# Texte à lire
____________
CHAMBRE SOCIALE ARRET No 260 DU HUIT SEPTEMBRE DEUX MILLE QUATORZE
AFFAIRE No : 13/ 00744
Décision déférée à la Cour : jugement du Conseil de Prud'hommes de POINTE A PITRE du 25 avril 2013- Section Commerce.
APPELANTS
Maître Marie-Agnes Y... es qualités de mandataire liquidateur de la SARL BRALOR DISTRIBUTION... 97190 LE GOSIER Représentée par Maître Michaël SARDA (Toque 1) substitué par Maître PHILIBIEN, avocat au barreau de la GUADELOUPE
CENTRE DE GESTION ET D'ETUDES AGS CGEA DE FORT DE FRANCE UNITE DECONCENTREE DE L'UNEDIC 10, rue des Arts et Métiers Lotissement Dillon stade 97200 FORT DE FRANCE Représenté par Maître Isabelle WERTER-FILLOIS (Toque 8) substituée par Maître PIERRE-LOUIS, avocat au barreau de la GUADELOUPE
INTIMÉE
Madame Marie-Antoinette X...... 97139 ABYMES Représentée par Monsieur DAHOME (Délégué syndical ouvrier)
____________
# Travail à faire
A. Répondez à ces questions d'après l'arrêt :
(i) Quelle juridiction a rendu le jugement déféré à la Cour, et à quelle date ?
(ii) En quelle qualité Maître Marie-Agnes Y... figure-t-elle parmi les appelants ?
(iii) Qui représente l'intimée ?
B. Poursuivez l'arrêt après sa dernière ligne.

# Données extraites
____________
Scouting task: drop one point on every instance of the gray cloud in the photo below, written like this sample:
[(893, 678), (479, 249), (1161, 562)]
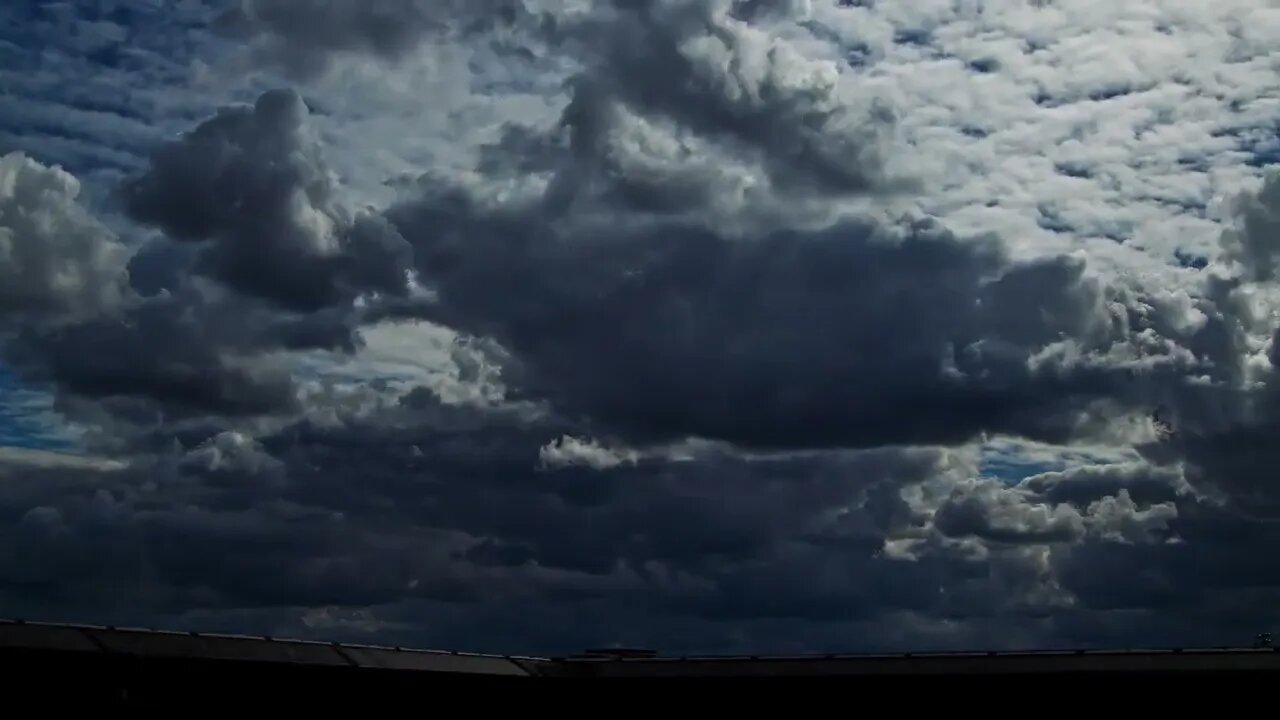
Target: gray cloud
[(252, 187), (301, 35), (680, 256), (853, 335), (56, 260)]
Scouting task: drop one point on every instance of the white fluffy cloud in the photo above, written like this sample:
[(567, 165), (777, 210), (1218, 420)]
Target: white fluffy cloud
[(821, 233), (55, 258)]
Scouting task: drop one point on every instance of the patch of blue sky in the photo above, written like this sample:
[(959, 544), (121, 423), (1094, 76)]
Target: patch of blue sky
[(28, 418), (1013, 460), (92, 86)]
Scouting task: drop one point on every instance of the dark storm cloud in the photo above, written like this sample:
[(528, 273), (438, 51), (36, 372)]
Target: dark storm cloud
[(165, 350), (252, 187), (1224, 431), (716, 76), (451, 506), (56, 260)]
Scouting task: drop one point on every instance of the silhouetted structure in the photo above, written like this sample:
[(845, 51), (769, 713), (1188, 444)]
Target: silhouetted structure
[(109, 664)]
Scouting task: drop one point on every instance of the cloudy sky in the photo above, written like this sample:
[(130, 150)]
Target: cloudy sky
[(708, 326)]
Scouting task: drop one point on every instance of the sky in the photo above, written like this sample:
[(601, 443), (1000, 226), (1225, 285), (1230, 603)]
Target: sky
[(704, 326)]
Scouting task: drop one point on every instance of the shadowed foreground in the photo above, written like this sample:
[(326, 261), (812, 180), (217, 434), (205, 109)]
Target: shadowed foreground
[(142, 666)]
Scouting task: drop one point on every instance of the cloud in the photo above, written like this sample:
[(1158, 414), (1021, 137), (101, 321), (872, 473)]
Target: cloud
[(570, 451), (302, 36), (251, 186), (850, 335), (56, 260), (708, 326)]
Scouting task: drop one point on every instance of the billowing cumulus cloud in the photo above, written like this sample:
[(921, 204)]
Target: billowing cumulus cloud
[(252, 186), (302, 35), (56, 260), (711, 326)]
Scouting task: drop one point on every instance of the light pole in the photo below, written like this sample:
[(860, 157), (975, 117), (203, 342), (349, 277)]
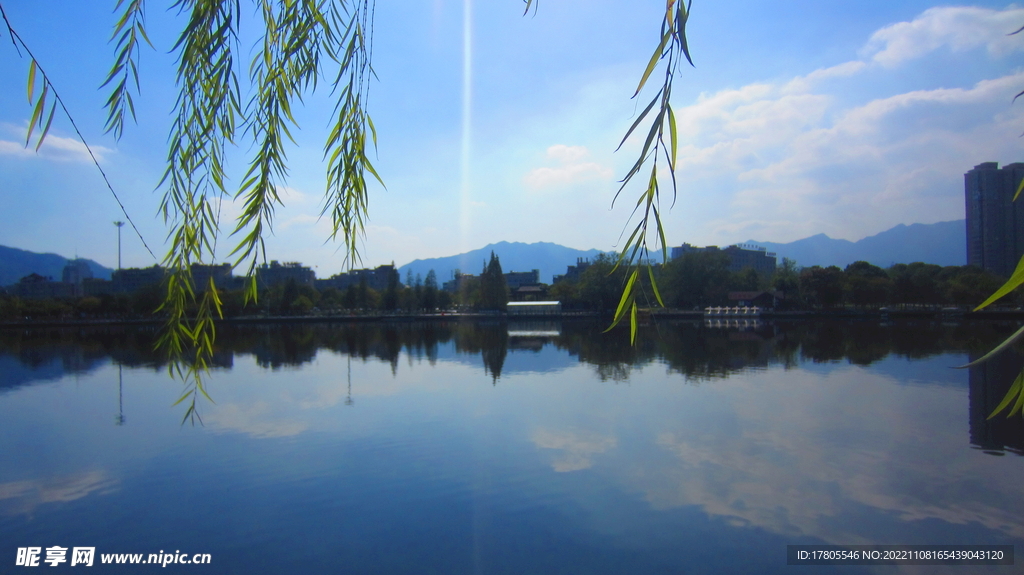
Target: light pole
[(119, 224)]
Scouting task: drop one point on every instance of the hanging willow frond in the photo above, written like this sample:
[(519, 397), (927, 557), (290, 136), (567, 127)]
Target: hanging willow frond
[(350, 41), (128, 31), (671, 49), (208, 113), (286, 64)]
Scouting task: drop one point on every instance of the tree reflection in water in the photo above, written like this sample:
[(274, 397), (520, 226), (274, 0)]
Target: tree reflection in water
[(696, 352)]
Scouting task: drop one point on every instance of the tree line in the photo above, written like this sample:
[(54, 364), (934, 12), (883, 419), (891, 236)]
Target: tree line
[(702, 278), (693, 280)]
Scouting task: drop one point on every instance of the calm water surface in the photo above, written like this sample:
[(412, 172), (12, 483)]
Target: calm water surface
[(457, 448)]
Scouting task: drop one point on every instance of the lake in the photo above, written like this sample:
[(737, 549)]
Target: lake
[(493, 448)]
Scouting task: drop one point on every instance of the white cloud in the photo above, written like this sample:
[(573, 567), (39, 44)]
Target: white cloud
[(55, 148), (572, 169), (25, 496), (958, 28), (788, 160), (577, 448)]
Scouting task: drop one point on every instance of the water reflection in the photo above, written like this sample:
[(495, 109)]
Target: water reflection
[(700, 449), (692, 349), (989, 383)]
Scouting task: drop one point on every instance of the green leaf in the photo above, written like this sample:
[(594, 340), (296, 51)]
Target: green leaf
[(32, 79), (633, 323), (1013, 392), (1006, 344), (653, 284), (653, 61), (46, 129), (639, 120), (672, 133), (1015, 281)]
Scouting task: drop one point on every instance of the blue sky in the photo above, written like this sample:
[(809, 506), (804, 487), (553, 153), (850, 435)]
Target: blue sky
[(800, 118)]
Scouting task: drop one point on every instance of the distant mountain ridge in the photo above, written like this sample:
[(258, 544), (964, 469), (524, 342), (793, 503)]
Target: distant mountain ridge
[(943, 244), (15, 264), (550, 259)]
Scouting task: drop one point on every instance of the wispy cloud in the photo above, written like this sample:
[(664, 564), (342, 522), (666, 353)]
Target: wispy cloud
[(571, 169), (54, 148), (958, 28)]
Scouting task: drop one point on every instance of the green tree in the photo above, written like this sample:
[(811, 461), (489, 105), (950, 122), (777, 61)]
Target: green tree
[(786, 279), (696, 279), (866, 284), (304, 44), (822, 286), (430, 292), (390, 300), (494, 290)]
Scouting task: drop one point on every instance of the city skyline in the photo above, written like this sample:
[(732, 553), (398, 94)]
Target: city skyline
[(858, 118)]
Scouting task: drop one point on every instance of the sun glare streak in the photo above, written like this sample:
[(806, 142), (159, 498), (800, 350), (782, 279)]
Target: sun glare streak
[(467, 98)]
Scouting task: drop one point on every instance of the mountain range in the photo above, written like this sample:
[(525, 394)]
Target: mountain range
[(550, 259), (943, 244), (15, 264)]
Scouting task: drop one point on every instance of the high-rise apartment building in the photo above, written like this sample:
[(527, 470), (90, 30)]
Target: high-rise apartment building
[(994, 221)]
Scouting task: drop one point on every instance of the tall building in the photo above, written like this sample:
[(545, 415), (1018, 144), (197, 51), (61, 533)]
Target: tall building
[(274, 273), (741, 256), (994, 221)]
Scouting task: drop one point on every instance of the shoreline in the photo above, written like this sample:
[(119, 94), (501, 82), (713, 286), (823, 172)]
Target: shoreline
[(881, 315)]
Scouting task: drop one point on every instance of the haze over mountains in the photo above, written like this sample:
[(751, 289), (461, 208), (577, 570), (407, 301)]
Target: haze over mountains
[(15, 264), (943, 244), (550, 259)]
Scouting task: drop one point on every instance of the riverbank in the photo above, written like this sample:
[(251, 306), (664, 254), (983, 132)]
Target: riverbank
[(853, 314)]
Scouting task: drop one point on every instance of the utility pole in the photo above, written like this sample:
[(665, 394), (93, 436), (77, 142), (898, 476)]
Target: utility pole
[(119, 224)]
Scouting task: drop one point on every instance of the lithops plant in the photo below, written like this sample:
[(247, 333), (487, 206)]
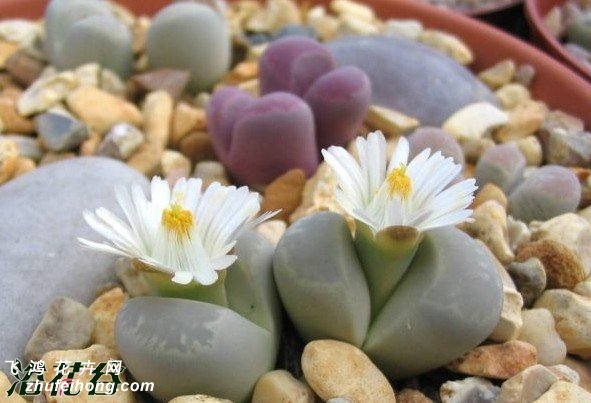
____________
# Résultats dans l'ordre
A.
(i) Le Conseil de Prud'hommes de Pointe-à-Pitre (section Commerce), le 25 avril 2013.
(ii) En qualité de mandataire liquidateur de la SARL BRALOR DISTRIBUTION.
(iii) Monsieur DAHOME, délégué syndical ouvrier.

B.
COMPOSITION DE LA COUR :
En application des dispositions de l'article 945-1 du code de procédure civile, l'affaire a été débattue le 23 juin 2014, en audience publique, les parties ne s'y étant pas opposées, devant Madame Françoise Gaudin, conseiller, chargé d'instruire l'affaire.
Ce magistrat a rendu compte des plaidoiries dans le délibéré de la Cour, composée de :
M. Bernard Rousseau, président de chambre, président, Mme Marie-josée Bolnet, conseiller, Mme Françoise Gaudin, conseiller,
Les parties ont été avisées à l'issue des débats de ce que l'arrêt sera prononcé par sa mise à disposition au greffe de la cour le 8 septembre 2014
GREFFIER Lors des débats : Madame Yolande Modeste, greffier.
ARRET :
Contradictoire, prononcé publiquement par mise à disposition de l'arrêt au greffe de la cour, les parties en ayant été préalablement avisées conformément à l'article 450 al 2 du CPC. Signé par Monsieur Bernard Rousseau, président de chambre, président, et par Madame Valérie Francillette, greffier, à laquelle la décision a été remise par le magistrat signataire.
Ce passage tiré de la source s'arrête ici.